Exercise task:
Please pick out and copy every line below that contains the string "segment". Case counts, so match uppercase and lowercase exactly.

Material for the task:
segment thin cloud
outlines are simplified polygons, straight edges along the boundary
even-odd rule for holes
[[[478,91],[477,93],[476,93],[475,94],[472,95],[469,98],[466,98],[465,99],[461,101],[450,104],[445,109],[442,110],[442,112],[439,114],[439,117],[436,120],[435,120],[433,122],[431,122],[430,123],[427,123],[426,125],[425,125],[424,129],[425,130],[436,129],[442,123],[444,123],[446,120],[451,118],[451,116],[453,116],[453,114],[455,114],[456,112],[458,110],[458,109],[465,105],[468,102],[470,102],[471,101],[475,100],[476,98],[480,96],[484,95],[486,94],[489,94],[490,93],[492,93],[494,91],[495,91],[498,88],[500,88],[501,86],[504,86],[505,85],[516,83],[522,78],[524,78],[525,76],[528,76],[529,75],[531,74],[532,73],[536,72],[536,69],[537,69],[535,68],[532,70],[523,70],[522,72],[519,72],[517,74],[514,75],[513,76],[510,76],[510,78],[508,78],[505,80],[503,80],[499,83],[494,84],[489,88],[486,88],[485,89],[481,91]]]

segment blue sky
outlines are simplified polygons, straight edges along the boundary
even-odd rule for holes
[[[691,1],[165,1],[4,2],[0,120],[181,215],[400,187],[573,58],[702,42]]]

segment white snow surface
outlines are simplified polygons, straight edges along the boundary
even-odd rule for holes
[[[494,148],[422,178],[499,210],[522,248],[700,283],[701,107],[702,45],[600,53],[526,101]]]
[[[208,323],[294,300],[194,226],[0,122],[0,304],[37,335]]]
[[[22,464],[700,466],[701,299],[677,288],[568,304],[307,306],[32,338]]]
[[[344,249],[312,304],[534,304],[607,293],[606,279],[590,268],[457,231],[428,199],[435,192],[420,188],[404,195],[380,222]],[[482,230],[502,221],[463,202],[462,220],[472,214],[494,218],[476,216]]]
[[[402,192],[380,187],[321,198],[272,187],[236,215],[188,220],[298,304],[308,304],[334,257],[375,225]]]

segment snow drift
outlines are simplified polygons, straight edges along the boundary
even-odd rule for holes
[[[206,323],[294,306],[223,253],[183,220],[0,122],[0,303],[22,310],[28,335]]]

--

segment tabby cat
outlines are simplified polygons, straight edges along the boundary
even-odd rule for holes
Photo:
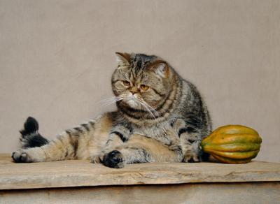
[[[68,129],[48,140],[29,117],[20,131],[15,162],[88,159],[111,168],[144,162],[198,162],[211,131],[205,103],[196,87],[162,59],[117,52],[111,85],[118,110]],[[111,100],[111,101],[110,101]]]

The solution:
segment thin cloud
segment blue sky
segment white snow surface
segment snow drift
segment tabby cat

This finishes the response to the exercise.